• WHAT YOU SHOULD DO:
Beginning with the first line of the data below, reproduce every line unchanged, ending with the line that holds "object: woman in white helmet".

Records from a data source:

================================

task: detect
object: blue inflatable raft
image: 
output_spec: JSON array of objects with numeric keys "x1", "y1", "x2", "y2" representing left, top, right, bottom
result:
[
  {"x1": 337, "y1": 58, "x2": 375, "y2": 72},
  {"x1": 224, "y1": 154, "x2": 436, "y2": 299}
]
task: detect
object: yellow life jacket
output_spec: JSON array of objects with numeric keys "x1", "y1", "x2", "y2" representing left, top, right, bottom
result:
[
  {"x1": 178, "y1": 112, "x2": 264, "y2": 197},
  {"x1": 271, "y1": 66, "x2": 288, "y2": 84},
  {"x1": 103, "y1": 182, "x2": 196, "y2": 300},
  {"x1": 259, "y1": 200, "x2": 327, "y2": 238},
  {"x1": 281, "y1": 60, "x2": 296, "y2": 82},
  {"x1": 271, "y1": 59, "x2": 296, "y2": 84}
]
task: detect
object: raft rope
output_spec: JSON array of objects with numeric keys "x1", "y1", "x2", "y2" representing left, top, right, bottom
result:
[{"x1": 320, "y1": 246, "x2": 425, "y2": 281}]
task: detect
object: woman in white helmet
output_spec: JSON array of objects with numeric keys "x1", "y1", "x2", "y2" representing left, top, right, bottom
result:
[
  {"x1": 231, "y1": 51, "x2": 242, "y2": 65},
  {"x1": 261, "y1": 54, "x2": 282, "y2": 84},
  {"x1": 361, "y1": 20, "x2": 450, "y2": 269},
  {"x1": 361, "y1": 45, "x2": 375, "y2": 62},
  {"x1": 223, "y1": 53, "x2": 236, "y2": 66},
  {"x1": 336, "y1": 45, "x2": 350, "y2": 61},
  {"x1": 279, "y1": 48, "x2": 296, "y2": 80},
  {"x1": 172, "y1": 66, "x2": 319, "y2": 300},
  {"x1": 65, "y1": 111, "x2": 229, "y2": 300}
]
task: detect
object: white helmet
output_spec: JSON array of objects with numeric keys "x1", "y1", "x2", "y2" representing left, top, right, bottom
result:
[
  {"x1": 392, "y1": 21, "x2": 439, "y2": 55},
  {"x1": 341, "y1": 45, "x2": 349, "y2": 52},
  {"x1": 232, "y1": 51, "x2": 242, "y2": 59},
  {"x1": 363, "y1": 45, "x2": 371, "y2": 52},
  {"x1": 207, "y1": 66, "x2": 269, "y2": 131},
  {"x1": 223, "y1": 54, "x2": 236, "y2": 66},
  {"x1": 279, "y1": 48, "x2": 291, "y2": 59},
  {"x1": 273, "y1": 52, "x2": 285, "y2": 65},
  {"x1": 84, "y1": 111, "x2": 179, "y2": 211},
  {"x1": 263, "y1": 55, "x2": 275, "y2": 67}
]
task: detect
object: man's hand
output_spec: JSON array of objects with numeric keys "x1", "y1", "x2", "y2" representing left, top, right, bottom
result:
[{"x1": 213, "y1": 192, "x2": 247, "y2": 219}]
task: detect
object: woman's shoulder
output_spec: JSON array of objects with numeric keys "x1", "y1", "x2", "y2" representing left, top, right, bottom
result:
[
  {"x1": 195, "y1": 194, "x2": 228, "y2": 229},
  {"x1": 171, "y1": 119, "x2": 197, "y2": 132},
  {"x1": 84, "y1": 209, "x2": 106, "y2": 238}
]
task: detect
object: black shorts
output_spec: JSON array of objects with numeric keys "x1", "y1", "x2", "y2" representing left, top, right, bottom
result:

================================

• TASK OUTPUT:
task: detect
object: blue inflatable raft
image: 
output_spec: JSON array of objects with numeric keys "x1", "y1", "x2", "y2" representing left, top, right, bottom
result:
[
  {"x1": 337, "y1": 58, "x2": 375, "y2": 72},
  {"x1": 224, "y1": 154, "x2": 436, "y2": 299}
]
task: detect
object: yellow life jacket
output_spec: JSON array of objects with numeric keys "x1", "y1", "x2", "y2" representing left, top, right, bottom
result:
[
  {"x1": 178, "y1": 112, "x2": 264, "y2": 197},
  {"x1": 271, "y1": 66, "x2": 288, "y2": 84},
  {"x1": 103, "y1": 182, "x2": 196, "y2": 300},
  {"x1": 259, "y1": 200, "x2": 327, "y2": 238},
  {"x1": 281, "y1": 60, "x2": 296, "y2": 82},
  {"x1": 271, "y1": 59, "x2": 296, "y2": 84}
]
task: detect
object: raft rope
output_spec: JSON array of objects with numeric keys "x1", "y1", "x2", "y2" representing left, top, right, bottom
result:
[{"x1": 320, "y1": 246, "x2": 425, "y2": 281}]
task: detect
object: woman in white helmet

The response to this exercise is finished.